> What is being asked: Which lines run from the line with "point_to annotates the car wheel" to the end of the entries? Write out exactly those, leaving out the pictures.

>> START Extracted entries

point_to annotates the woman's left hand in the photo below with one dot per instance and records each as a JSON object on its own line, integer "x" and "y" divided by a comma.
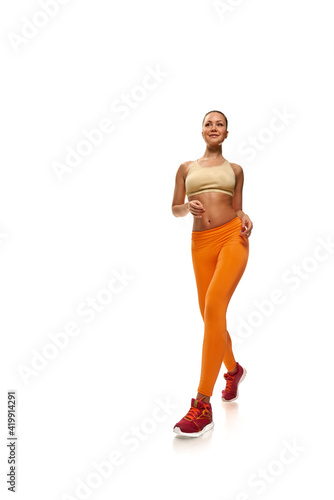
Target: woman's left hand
{"x": 247, "y": 225}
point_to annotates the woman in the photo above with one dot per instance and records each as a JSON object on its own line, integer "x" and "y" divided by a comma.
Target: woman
{"x": 219, "y": 247}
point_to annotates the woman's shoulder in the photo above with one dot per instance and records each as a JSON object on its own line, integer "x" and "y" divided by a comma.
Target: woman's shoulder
{"x": 185, "y": 167}
{"x": 236, "y": 168}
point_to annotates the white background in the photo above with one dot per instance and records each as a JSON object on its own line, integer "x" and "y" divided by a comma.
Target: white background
{"x": 135, "y": 366}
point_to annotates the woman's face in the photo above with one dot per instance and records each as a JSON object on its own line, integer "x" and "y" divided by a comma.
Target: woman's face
{"x": 214, "y": 129}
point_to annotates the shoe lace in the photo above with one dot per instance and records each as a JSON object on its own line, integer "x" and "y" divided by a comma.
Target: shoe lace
{"x": 194, "y": 412}
{"x": 229, "y": 380}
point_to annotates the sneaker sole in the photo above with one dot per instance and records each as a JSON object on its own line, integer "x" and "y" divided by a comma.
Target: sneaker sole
{"x": 208, "y": 427}
{"x": 242, "y": 378}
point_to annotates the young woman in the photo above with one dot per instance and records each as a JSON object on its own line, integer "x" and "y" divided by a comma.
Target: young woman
{"x": 219, "y": 248}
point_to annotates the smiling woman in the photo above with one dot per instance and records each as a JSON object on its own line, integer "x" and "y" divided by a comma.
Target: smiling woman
{"x": 220, "y": 248}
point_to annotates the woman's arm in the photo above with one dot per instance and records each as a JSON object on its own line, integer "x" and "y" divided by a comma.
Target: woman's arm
{"x": 247, "y": 224}
{"x": 179, "y": 208}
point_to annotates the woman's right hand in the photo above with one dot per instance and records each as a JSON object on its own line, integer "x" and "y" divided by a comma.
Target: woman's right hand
{"x": 196, "y": 208}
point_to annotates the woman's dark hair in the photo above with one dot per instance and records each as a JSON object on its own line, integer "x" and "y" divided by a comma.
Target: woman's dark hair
{"x": 215, "y": 111}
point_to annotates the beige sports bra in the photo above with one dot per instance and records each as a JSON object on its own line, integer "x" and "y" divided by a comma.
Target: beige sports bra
{"x": 200, "y": 179}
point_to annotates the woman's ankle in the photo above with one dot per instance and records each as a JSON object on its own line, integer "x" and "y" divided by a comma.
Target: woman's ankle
{"x": 206, "y": 399}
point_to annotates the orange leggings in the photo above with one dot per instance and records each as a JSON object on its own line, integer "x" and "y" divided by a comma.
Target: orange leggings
{"x": 219, "y": 258}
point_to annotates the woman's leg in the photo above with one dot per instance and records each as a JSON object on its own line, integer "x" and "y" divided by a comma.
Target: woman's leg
{"x": 217, "y": 346}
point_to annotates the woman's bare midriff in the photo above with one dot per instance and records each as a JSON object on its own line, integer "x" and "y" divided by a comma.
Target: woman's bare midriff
{"x": 218, "y": 210}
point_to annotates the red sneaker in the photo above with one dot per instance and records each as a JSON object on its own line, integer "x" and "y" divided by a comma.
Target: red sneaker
{"x": 197, "y": 421}
{"x": 231, "y": 392}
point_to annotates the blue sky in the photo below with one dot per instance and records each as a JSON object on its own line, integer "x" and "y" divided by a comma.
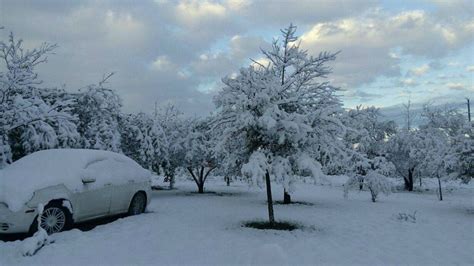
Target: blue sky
{"x": 173, "y": 51}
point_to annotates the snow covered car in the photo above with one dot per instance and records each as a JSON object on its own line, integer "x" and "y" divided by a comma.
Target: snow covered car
{"x": 73, "y": 185}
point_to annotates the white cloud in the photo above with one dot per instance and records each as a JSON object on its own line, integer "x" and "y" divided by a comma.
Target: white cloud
{"x": 455, "y": 86}
{"x": 420, "y": 71}
{"x": 161, "y": 63}
{"x": 408, "y": 82}
{"x": 194, "y": 12}
{"x": 367, "y": 42}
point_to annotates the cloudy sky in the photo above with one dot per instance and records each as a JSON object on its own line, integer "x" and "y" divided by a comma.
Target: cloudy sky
{"x": 170, "y": 51}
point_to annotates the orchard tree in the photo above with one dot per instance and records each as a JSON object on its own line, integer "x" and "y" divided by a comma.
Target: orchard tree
{"x": 98, "y": 109}
{"x": 270, "y": 110}
{"x": 458, "y": 135}
{"x": 175, "y": 128}
{"x": 402, "y": 152}
{"x": 200, "y": 157}
{"x": 144, "y": 140}
{"x": 29, "y": 122}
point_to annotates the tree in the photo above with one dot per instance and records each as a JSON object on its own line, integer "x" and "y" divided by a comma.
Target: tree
{"x": 30, "y": 118}
{"x": 144, "y": 140}
{"x": 401, "y": 151}
{"x": 175, "y": 129}
{"x": 372, "y": 175}
{"x": 275, "y": 116}
{"x": 98, "y": 109}
{"x": 199, "y": 159}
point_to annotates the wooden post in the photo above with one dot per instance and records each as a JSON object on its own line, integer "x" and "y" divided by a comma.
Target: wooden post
{"x": 271, "y": 217}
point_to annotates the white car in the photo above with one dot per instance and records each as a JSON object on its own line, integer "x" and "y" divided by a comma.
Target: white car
{"x": 73, "y": 185}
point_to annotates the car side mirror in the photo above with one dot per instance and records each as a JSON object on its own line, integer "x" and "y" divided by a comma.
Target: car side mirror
{"x": 88, "y": 180}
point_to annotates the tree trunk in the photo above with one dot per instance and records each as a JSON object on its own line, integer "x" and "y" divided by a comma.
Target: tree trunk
{"x": 271, "y": 217}
{"x": 440, "y": 191}
{"x": 373, "y": 194}
{"x": 286, "y": 197}
{"x": 171, "y": 178}
{"x": 409, "y": 180}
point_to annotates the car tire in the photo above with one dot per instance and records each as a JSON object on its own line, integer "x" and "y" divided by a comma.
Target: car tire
{"x": 138, "y": 204}
{"x": 55, "y": 218}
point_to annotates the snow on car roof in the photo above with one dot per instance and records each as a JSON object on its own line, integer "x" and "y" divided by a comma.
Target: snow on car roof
{"x": 53, "y": 167}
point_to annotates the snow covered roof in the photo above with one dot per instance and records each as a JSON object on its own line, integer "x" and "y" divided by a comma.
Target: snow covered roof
{"x": 53, "y": 167}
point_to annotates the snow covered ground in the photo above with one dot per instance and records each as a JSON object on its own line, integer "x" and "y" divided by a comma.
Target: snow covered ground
{"x": 183, "y": 227}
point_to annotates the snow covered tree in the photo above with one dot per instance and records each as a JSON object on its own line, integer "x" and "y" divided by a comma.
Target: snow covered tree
{"x": 370, "y": 174}
{"x": 28, "y": 121}
{"x": 200, "y": 158}
{"x": 401, "y": 151}
{"x": 98, "y": 109}
{"x": 453, "y": 144}
{"x": 175, "y": 128}
{"x": 367, "y": 132}
{"x": 273, "y": 110}
{"x": 144, "y": 140}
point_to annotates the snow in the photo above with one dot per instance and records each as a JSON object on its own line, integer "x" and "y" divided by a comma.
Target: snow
{"x": 184, "y": 228}
{"x": 32, "y": 245}
{"x": 52, "y": 167}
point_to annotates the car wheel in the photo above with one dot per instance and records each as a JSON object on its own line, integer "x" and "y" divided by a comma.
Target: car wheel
{"x": 55, "y": 218}
{"x": 138, "y": 204}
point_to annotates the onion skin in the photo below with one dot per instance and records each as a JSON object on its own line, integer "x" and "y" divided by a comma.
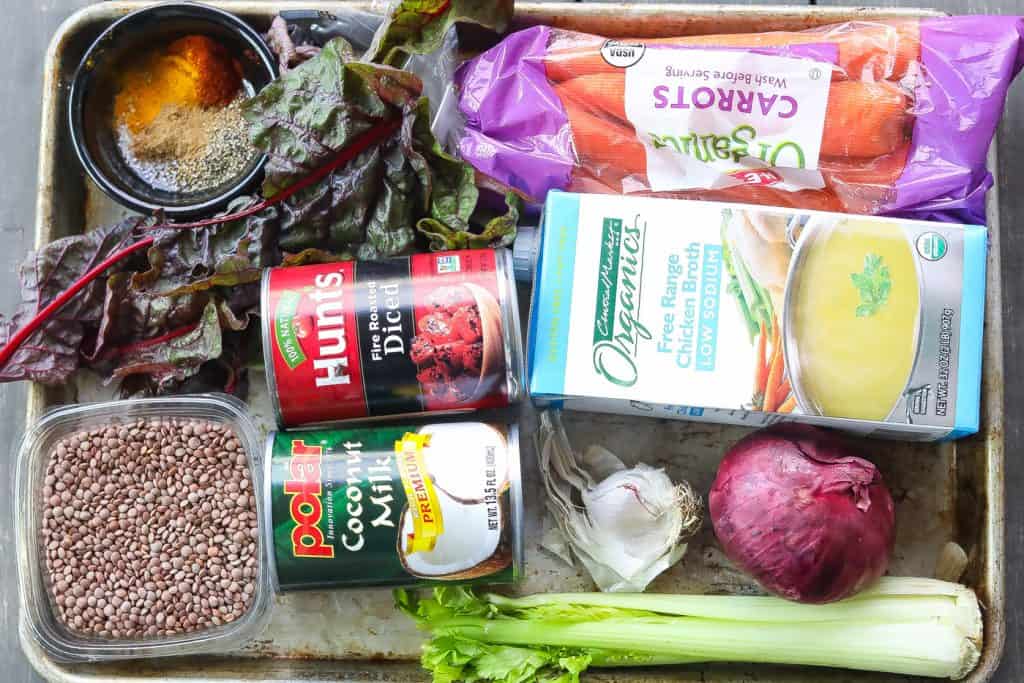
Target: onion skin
{"x": 794, "y": 507}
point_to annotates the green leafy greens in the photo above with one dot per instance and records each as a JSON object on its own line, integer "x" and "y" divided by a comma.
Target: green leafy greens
{"x": 916, "y": 627}
{"x": 873, "y": 286}
{"x": 418, "y": 27}
{"x": 160, "y": 321}
{"x": 373, "y": 207}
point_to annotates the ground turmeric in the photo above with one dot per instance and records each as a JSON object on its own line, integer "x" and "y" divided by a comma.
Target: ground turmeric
{"x": 194, "y": 71}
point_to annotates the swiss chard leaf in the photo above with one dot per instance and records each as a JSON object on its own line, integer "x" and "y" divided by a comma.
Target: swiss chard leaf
{"x": 498, "y": 231}
{"x": 177, "y": 358}
{"x": 418, "y": 27}
{"x": 370, "y": 207}
{"x": 873, "y": 285}
{"x": 53, "y": 352}
{"x": 307, "y": 115}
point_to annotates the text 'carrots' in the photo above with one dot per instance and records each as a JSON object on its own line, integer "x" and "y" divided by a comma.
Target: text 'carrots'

>> END Extracted entries

> Written response:
point_to annotates the car wheel in the photo above with one dot per instance and records each as a JSON object on its own line, integer "x" and "y" divided by a comma.
Target: car wheel
{"x": 55, "y": 218}
{"x": 138, "y": 204}
point_to annotates the onion skin in the photo below with one dot per instance and records each as a JSON object on its own line, integer "x" and "y" divided by a comma.
Target: onion skin
{"x": 794, "y": 507}
point_to annotates the green leafy greens in the photo above with one dot per instance and records each as a JSON object on its own line, integer "x" and "y" divided by a comma.
Target: green leafy greens
{"x": 916, "y": 627}
{"x": 873, "y": 286}
{"x": 418, "y": 27}
{"x": 160, "y": 321}
{"x": 373, "y": 207}
point_to annotates the ground turmeric in the photo above with one dot per instance and records each as a JSON object on its own line, integer "x" and "y" divided by a comma.
Target: ground turmeric
{"x": 194, "y": 71}
point_to annotates the swiss chard leaf in the photo above with one dot per instance and records each as a JSON object on its own line, integer "x" and "y" divided by a comma.
Target: swiss chard leaf
{"x": 498, "y": 231}
{"x": 177, "y": 358}
{"x": 418, "y": 27}
{"x": 370, "y": 207}
{"x": 873, "y": 285}
{"x": 53, "y": 352}
{"x": 307, "y": 115}
point_to annotates the text 'carrots' in the photo above with one dot per instance and records each as a JSON object on its own line, integer "x" and "y" divided by a comma.
Target: text 'carrots'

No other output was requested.